* _WHAT IS EXPECTED_
Going line by line through the data below, how many lines contain the word "query"? Give only the number.

* _RECORDS SHOWN_
---

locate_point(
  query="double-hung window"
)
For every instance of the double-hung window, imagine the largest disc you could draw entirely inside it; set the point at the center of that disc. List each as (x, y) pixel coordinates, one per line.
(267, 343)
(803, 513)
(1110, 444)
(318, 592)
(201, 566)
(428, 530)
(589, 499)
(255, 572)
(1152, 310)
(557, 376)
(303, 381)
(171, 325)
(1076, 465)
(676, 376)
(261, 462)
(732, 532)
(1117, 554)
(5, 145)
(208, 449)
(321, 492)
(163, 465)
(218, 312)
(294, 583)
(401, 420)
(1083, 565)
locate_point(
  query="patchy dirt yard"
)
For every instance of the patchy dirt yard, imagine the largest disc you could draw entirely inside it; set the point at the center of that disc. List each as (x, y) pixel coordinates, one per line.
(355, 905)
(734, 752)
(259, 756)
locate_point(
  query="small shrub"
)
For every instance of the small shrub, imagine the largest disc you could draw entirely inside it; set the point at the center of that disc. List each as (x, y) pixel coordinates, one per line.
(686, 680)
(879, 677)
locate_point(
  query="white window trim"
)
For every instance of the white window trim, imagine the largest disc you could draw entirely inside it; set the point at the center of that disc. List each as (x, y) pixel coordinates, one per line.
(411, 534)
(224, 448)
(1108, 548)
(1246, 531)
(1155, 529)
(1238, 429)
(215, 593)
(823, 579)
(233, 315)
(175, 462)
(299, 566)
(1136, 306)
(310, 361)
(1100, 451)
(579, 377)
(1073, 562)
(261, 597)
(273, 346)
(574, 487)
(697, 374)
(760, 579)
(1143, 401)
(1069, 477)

---

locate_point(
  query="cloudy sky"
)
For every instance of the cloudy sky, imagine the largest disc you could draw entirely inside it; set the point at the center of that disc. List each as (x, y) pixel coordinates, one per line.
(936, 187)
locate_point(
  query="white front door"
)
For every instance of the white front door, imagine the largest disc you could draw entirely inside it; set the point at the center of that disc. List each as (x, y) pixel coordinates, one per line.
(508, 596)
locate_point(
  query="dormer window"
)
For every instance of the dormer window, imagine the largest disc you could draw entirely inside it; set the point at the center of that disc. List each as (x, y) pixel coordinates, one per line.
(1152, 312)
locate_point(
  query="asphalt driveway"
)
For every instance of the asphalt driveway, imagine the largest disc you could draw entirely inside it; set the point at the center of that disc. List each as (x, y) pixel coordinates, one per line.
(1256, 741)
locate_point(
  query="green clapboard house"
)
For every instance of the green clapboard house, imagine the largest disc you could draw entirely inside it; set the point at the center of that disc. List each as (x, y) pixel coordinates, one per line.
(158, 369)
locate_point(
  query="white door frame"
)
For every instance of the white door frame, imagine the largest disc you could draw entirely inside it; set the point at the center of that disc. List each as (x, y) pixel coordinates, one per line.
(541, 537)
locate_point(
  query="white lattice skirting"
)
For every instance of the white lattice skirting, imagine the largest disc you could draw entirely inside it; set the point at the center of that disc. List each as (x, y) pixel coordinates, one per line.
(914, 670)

---

* _SOLVED EXERCISE_
11